4 Main Agile Manifesto Values
Four Agile Manifesto values sit at the core of every agile method, framework, and model. Adopting agile means more than changing tools or tweaking processes.
Moving from solo work to team work will not be enough.
Replacing waterfall with an agile framework will not be enough either.
Shifting attention from project management to product development alone will still fall short.To embrace agility, your organization needs a cultural shift guided by these values. Align goals, habits, and decisions with the four values in day-to-day work. That is how agility takes root across the whole company.
1- Individuals and interactions over processes and tools
“Individuals and interactions over processes and tools” means people and how they work together matter more than strict rules and software. The goal is simple. Value team members, promote real collaboration, and stay adaptable.
Give teams space to self-organize. Let them decide how to split work, how to pair up, and how to improve each sprint. Keep processes and tools in a supporting role. They should fit the team’s needs, not control the team.
Make it concrete in daily work:
• Run short standups that focus on blockers and next steps.
• Pair program on tricky tasks and review code together.
• Keep tools lightweight. Use them to share context and track outcomes, not to create busywork.
• Hold regular retrospectives. Pick one improvement, try it in the next sprint, and measure the effect.

> AIM A
Report each line of the records that contains the string "roof", treating uppercase and lowercase as different.
The records that come next are unrelated to the agile values passage.

(Excerpts of pointing data)
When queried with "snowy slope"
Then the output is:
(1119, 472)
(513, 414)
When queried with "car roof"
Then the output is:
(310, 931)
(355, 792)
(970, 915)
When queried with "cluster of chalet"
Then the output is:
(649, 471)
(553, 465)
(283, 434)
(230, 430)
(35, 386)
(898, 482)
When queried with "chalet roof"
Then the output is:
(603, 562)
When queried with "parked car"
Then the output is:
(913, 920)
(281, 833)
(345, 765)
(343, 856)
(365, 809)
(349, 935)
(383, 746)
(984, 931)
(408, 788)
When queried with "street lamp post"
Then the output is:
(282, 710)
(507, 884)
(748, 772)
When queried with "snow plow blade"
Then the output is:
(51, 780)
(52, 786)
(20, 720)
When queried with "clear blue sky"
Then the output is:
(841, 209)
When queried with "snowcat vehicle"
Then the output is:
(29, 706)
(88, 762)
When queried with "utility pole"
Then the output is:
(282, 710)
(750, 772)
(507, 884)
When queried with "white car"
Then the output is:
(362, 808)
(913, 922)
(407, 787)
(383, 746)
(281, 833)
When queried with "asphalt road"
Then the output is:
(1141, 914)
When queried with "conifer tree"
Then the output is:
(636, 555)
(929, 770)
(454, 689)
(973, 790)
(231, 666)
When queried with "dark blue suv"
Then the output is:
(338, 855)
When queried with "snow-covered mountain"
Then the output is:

> AIM B
Restate more briefly the paragraph of the agile values passage that begins "Give teams space to self-organize," keeping its main facts.

> EXPECTED ANSWER A
When queried with "car roof"
When queried with "chalet roof"

> EXPECTED ANSWER B
Teams should self-organize, deciding for themselves how to split work, pair up, and improve each sprint. Processes and tools play only a supporting role, fitting the team's needs rather than controlling the team.